[mpich-discuss] I wonder if my mpdboot is the causeofproblem...help me!

Pavan Balaji balaji at mcs.anl.gov
Sat Jul 18 15:17:18 CDT 2009


You have a few options:

1. Check if your processor supports 64-bit Operating Systems -- most 
modern processors do. If it does, just reinstall a 64-bit OS on the 
machine. This is the most efficient option.

2. Use the "-m32" CFLAGS to your MPICH2 configure -- this will build 
MPICH2 in 32-bit mode even on the 64-bit platform. Even your 
applications that are built with mpicc and friends will be built as 
32-bit binaries. This will work, but you'll not be using the 64-bit 
capabilities of one of your machines, so the performance will not be 
optimal.

3. You could use MPICH-1 instead of MPICH2, though I wouldn't suggest 
doing that. In this case MPICH will internally do the data conversion 
for you, which will eat up some performance as well.

  -- Pavan

On 07/18/2009 03:08 PM, Gra zeus wrote:
> ello Rajeev,
> *
> *
> ahh sorry about last email, my OS on two machine are different
> 
> quadcore machine is 64bit and OS is "Linux myquadcore_machine 
> 2.6.18-128.1.1.el5 #1 SMP Tue Feb 10 11:36:29 EST 2009 x86_64 x86_64 
> x86_64 GNU/Linux"
> 
> 
> dual core is 32bit and IS is :: "Linux mydualcore_machine 
> 2.6.18-128.1.6.el5PAE #1 SMP Wed Apr 1 07:24:39 EDT 2009 i686 i686 i386 
> GNU/Linux"
> 
> Are these the cause of my problem? Do i need to run my MPI with the same 
> 32-bit machines? Are there any configurations i need to set , to make 
> them work togather?
> 
> thank you very much,and sorry again about wrong OS info in my last email
> 
> regards,
> Gra 
> 
> --- On *Sat, 7/18/09, Rajeev Thakur /<thakur at mcs.anl.gov>/* wrote:
> 
> 
>     From: Rajeev Thakur <thakur at mcs.anl.gov>
>     Subject: Re: [mpich-discuss] I wonder if my mpdboot is the
>     causeofproblem...help me!
>     To: mpich-discuss at mcs.anl.gov
>     Date: Saturday, July 18, 2009, 8:42 AM
> 
>     Are the CPUs identical on them? Is one 32-bit, the other 64-bit?
>      
> 
>         ------------------------------------------------------------------------
>         *From:* mpich-discuss-bounces at mcs.anl.gov
>         [mailto:mpich-discuss-bounces at mcs.anl.gov] *On Behalf Of *Gra zeus
>         *Sent:* Saturday, July 18, 2009 10:27 AM
>         *To:* mpich-discuss at mcs.anl.gov
>         *Subject:* Re: [mpich-discuss] I wonder if my mpdboot is the
>         causeofproblem...help me!
> 
>         one of them is quad core and another one is dual core. however,
>         OS,account,my password,install path are all the same.
>         I use this  configuration "./configure
>         --prefix=/opt/localhomes/myname/mpich2-install" in both machines.

Entries from a pointing dataset ▸
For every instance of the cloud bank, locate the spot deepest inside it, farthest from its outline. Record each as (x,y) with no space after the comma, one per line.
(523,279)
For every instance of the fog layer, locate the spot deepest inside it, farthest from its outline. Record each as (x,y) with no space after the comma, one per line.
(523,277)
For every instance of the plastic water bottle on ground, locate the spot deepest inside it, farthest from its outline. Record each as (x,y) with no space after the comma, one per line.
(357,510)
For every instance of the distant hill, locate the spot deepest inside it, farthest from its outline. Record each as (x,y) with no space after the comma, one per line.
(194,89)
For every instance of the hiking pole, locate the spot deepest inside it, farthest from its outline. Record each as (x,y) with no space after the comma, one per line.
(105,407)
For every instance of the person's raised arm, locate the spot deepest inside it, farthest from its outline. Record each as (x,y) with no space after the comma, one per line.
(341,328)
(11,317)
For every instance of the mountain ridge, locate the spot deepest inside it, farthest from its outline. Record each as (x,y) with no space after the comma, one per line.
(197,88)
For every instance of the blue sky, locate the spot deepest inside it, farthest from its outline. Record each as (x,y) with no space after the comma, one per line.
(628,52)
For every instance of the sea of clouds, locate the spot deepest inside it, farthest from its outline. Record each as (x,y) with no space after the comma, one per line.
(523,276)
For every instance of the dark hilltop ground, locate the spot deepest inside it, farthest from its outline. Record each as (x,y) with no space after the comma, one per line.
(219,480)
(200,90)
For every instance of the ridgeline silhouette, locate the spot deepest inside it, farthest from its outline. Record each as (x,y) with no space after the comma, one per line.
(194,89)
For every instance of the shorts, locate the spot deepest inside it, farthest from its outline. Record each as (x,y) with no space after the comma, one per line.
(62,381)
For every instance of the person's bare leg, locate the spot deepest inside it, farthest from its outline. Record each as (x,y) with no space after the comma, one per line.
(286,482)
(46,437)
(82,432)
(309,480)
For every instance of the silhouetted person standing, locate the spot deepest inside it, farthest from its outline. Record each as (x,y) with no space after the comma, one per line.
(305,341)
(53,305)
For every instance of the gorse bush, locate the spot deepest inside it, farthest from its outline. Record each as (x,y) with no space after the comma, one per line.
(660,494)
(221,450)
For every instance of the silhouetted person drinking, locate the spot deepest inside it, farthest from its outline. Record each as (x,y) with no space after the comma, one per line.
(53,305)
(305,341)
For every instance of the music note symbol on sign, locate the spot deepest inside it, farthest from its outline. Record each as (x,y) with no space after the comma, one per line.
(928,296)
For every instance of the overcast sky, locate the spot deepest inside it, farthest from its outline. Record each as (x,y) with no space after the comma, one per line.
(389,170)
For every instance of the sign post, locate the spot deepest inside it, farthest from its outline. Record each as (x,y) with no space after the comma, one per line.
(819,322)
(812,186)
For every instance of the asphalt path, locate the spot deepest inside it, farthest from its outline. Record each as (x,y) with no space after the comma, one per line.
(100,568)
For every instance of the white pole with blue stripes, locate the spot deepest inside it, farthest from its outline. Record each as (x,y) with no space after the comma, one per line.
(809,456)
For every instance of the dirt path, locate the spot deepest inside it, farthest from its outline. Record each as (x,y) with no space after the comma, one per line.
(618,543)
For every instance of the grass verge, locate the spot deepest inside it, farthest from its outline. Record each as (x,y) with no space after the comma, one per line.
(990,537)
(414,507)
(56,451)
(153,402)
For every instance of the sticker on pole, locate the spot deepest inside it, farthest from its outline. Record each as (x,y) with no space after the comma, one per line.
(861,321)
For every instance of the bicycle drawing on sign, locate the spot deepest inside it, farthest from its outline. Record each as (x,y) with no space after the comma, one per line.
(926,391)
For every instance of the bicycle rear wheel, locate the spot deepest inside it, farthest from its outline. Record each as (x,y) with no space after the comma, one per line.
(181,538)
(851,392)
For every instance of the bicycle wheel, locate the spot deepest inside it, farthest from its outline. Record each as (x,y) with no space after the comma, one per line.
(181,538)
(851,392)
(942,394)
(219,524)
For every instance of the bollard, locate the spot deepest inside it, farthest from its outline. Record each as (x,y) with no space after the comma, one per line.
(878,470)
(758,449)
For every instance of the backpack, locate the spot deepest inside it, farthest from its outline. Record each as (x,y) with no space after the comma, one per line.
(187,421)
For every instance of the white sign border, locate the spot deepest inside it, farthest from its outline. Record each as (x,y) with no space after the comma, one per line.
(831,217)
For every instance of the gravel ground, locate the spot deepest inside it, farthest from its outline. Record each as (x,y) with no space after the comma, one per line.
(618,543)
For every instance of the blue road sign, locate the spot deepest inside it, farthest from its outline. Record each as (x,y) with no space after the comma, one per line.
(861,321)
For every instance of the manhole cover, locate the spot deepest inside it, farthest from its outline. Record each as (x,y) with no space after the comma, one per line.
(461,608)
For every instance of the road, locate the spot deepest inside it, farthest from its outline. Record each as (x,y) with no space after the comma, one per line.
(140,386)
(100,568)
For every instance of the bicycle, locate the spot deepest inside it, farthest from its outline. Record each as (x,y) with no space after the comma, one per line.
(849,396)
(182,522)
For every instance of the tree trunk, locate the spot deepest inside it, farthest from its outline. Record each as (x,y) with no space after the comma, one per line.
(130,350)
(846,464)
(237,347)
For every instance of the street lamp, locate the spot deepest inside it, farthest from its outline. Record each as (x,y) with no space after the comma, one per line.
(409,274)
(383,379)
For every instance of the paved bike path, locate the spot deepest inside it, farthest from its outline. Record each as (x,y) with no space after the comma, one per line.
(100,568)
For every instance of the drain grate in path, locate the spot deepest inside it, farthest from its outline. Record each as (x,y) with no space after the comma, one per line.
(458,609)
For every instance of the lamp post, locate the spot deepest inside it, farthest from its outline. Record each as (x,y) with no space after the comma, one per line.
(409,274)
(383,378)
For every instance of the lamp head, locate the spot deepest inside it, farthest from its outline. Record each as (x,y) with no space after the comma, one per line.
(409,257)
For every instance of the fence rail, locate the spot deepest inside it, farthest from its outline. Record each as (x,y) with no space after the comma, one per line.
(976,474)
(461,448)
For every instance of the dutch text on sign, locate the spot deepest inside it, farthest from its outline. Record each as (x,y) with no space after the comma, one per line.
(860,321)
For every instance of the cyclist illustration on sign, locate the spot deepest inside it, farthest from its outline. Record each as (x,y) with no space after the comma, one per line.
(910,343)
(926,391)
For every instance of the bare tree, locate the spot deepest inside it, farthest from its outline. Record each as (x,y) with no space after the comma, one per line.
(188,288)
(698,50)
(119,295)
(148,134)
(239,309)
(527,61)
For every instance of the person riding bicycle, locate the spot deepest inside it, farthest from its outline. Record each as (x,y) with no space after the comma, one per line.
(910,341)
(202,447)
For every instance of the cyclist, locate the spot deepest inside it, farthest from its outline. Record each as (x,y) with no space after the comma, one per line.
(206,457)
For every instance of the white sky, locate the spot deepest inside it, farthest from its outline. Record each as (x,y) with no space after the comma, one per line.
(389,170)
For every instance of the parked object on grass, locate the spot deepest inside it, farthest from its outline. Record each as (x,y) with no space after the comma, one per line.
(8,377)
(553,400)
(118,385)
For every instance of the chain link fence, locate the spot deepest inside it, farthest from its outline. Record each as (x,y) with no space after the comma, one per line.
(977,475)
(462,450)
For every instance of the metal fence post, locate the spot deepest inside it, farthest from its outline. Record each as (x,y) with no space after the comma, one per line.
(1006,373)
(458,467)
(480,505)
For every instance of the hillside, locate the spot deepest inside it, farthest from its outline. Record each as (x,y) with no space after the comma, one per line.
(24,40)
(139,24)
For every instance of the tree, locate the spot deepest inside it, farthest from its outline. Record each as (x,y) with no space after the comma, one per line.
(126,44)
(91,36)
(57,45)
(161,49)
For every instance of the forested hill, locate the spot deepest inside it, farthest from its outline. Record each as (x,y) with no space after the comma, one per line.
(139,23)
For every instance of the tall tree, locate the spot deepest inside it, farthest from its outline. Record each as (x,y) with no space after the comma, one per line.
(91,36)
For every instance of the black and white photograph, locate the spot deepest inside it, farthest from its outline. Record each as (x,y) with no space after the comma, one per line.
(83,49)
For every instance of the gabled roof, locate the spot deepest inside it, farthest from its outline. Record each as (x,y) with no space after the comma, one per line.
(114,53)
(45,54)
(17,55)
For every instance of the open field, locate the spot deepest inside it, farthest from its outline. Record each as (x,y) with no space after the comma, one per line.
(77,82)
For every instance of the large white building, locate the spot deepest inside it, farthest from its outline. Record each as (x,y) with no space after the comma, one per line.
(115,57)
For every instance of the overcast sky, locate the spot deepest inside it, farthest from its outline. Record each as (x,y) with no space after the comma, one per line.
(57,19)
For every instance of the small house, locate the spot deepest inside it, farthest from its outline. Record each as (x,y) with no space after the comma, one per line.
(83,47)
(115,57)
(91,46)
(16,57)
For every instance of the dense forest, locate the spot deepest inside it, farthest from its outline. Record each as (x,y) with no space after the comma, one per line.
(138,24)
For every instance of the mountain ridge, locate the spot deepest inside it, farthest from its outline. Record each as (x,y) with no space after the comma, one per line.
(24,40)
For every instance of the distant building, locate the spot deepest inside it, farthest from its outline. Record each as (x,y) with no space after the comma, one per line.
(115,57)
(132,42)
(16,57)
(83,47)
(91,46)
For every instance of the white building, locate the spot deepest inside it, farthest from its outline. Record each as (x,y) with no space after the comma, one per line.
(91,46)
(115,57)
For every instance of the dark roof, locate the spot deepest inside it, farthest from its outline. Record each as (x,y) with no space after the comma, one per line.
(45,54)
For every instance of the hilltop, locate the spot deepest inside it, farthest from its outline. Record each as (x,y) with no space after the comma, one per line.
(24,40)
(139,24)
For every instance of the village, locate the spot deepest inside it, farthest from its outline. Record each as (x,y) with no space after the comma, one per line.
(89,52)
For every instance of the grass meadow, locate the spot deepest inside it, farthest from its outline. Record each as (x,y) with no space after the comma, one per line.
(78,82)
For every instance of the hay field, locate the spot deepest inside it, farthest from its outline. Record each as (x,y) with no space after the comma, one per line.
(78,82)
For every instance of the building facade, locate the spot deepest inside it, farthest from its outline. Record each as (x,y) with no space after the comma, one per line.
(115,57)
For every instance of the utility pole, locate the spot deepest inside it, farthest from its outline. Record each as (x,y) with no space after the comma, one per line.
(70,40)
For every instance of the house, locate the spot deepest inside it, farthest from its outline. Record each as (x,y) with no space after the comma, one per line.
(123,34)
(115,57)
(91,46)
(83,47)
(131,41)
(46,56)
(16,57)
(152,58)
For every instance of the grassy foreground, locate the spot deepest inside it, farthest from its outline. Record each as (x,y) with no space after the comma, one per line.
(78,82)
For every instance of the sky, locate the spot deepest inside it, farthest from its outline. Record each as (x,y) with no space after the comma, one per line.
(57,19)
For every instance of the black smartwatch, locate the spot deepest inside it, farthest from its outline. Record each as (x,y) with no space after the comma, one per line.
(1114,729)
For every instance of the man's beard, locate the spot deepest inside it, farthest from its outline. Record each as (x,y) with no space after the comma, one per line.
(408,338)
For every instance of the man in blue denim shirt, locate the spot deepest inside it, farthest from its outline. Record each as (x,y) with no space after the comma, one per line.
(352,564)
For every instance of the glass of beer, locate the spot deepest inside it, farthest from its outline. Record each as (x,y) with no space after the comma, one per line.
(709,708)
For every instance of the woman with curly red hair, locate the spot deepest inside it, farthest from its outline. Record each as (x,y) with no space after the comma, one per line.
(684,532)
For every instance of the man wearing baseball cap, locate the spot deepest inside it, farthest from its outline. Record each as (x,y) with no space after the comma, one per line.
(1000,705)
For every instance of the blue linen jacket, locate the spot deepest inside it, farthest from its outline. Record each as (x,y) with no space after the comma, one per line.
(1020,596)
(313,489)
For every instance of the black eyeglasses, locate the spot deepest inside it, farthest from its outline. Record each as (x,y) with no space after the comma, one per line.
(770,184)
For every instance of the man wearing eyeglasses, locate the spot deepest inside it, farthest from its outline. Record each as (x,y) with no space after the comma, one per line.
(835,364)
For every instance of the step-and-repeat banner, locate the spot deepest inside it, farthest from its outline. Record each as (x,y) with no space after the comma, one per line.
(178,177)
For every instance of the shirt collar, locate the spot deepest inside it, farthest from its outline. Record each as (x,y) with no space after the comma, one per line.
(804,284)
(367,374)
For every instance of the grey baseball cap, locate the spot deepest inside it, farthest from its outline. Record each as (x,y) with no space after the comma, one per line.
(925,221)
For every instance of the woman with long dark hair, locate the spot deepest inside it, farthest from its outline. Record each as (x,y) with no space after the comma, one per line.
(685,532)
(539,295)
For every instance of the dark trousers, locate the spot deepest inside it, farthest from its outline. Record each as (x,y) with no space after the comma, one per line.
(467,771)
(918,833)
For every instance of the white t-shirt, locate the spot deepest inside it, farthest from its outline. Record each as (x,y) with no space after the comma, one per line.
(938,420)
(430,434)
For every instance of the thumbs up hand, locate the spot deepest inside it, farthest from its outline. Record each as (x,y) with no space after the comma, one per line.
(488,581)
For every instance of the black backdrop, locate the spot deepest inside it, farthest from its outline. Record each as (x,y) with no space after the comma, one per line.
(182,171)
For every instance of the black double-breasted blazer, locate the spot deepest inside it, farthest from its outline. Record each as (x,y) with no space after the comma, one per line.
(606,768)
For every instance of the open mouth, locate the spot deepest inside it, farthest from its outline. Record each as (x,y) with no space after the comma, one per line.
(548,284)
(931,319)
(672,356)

STATED TASK 1 ▸ In the MPICH thread, which of Pavan's options does he call the most efficient?
STATED TASK 2 ▸ Write the next part of the MPICH thread, starting after its last line.

TASK RESPONSE 1 ▸ If the processor supports 64-bit operating systems, reinstall a 64-bit OS on the machine.

TASK RESPONSE 2 ▸
> 
>         --- On *Sat, 7/18/09, Rajeev Thakur /<thakur at mcs.anl.gov>/* wrote:
> 
> 
>             From: Rajeev Thakur <thakur at mcs.anl.gov>
>             Subject: Re: [mpich-discuss] I wonder if my mpdboot is the
>             cause ofproblem...help me!
>             To: mpich-discuss at mcs.anl.gov
>             Date: Saturday, July 18, 2009, 7:02 AM
> 
>             What are the exact parameters you passed to configure when
>             building MPICH2? Are the two machines identical?
>              
>             Rajeev
> 
>                 ------------------------------------------------------------------------
>                 *From:* mpich-discuss-bounces at mcs.anl.gov
>                 [mailto:mpich-discuss-bounces at mcs.anl.gov] *On Behalf Of
>                 *Gra zeus
>                 *Sent:* Saturday, July 18, 2009 12:06 AM
>                 *To:* mpich-discuss at mcs.anl.gov
>                 *Subject:* [mpich-discuss] I wonder if my mpdboot is the
>                 cause ofproblem...help me!
> 
>                 hello,
> 
>                 thx for answer yesterday.
>                 I tested my code in one machine (with"mpiexec -n 2
>                 ./myprog"),everything work fine - my program can use
>                 MPI_Send,MPI_Recv without any problems.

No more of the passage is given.